◆ **Problem description**
Reproduce, word for word, the passage of the Virginia basketball text below that opens with the words "Brogdon and Gill" and closes with "a season ago.".

◆ **Text extract**

** BEGIN **

Whether or not that winds up being the case will be seen throughout the upcoming season, but teams are still having to make adjustments during the preseason.

Virginia, which has played at a snail’s pace (and with great success, mind you) in recent years, made some adjustments to their summer work in anticipation of playing with a 30-second shot clock. One adjustment was more games of 3-on-3 with a 15-second shot clock, which forced all involved to be more decisive in their offensive decision-making.

While the pack-line defense will always be a staple of Tony Bennett’s teams, the feeling in Charlottesville is that they’ve got the offensive firepower needed to both play faster and be more efficient offensively than they were in 2014-15 (29th nationally in adjusted offensive efficiency per Ken Pomeroy). One of the players who will lead the way is senior guard Malcolm Brogdon, who led the team in scoring and was a first team All-ACC selection, and he discussed the team’s outlook with Mike Barber of the Richmond Times-Dispatch.

And even though Anderson’s highlight-reel shot blocking was the thing that frequently fueled fast-breaks for U.Va. last season, Brogdon and [Anthony] Gill said they expect this year’s team to actually push the tempo even more.

“I think we’re going to be a team that gets out and runs more,” Brogdon said. “I think we’ll have three guards on the floor, most of the time, will be able to handle the ball as a point guard and get out in transition. I think we’ll play a lot faster.”

Brogdon and Gill are two of the team’s three returning starters with point guard London Perrantes being the other, and the Cavaliers also return most of their reserves from last year’s rotation. That experience will help them on both ends of the floor as they prepare for a run at a third straight ACC regular season title. And in theory it also allows them to extend themselves a bit more offensively than they did a season ago.

** END **

◆ **Recorded data**
** BEGIN **

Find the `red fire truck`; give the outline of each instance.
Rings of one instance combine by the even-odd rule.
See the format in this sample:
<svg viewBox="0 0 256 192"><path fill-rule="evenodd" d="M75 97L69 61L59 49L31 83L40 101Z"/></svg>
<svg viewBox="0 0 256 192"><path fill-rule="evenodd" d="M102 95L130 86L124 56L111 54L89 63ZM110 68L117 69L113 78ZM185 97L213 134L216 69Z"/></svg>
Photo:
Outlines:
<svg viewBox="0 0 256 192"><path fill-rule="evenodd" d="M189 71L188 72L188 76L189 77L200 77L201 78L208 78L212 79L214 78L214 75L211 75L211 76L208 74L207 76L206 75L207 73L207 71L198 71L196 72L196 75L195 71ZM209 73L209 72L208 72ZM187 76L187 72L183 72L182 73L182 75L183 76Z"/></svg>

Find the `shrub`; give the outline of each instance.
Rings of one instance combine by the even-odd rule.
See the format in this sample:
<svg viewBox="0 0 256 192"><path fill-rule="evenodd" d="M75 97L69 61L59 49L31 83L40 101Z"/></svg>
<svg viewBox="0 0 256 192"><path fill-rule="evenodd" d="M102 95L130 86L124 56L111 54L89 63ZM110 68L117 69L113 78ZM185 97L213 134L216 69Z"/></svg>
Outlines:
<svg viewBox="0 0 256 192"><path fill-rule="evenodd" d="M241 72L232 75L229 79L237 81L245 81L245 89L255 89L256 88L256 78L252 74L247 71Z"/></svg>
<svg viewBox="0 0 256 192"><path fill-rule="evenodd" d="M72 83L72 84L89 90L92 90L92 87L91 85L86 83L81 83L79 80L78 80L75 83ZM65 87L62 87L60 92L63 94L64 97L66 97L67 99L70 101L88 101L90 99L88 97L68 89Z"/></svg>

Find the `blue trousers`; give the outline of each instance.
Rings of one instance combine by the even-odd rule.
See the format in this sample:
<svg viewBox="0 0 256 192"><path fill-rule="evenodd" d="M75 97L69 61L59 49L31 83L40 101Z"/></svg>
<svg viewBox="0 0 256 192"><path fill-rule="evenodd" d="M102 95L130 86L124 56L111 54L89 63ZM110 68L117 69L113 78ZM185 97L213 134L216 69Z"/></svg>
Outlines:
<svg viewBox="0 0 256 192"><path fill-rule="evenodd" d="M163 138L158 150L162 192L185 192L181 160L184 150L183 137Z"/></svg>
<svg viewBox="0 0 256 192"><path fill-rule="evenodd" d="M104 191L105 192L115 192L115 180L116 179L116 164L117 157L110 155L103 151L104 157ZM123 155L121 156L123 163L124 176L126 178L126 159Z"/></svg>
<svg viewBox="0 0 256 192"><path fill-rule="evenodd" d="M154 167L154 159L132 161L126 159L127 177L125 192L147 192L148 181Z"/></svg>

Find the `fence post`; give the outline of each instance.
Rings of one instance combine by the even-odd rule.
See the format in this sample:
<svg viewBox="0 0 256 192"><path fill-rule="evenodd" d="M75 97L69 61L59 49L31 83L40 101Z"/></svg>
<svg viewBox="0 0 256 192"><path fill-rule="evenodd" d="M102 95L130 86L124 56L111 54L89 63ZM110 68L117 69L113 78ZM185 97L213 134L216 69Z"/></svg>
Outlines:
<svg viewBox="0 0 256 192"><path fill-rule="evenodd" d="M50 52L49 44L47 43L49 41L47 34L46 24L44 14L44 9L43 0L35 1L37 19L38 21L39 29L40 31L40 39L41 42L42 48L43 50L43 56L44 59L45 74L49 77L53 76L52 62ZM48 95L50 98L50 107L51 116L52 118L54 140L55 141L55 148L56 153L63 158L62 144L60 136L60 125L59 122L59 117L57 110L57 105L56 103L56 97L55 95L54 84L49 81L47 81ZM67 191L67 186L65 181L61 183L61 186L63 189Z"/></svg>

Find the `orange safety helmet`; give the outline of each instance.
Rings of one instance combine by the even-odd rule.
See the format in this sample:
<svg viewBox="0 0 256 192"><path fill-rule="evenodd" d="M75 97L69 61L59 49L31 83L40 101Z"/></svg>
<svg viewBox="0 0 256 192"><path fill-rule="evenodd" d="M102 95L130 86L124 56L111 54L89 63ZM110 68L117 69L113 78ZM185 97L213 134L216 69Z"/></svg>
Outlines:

** END **

◆ **The completed task**
Brogdon and Gill are two of the team’s three returning starters with point guard London Perrantes being the other, and the Cavaliers also return most of their reserves from last year’s rotation. That experience will help them on both ends of the floor as they prepare for a run at a third straight ACC regular season title. And in theory it also allows them to extend themselves a bit more offensively than they did a season ago.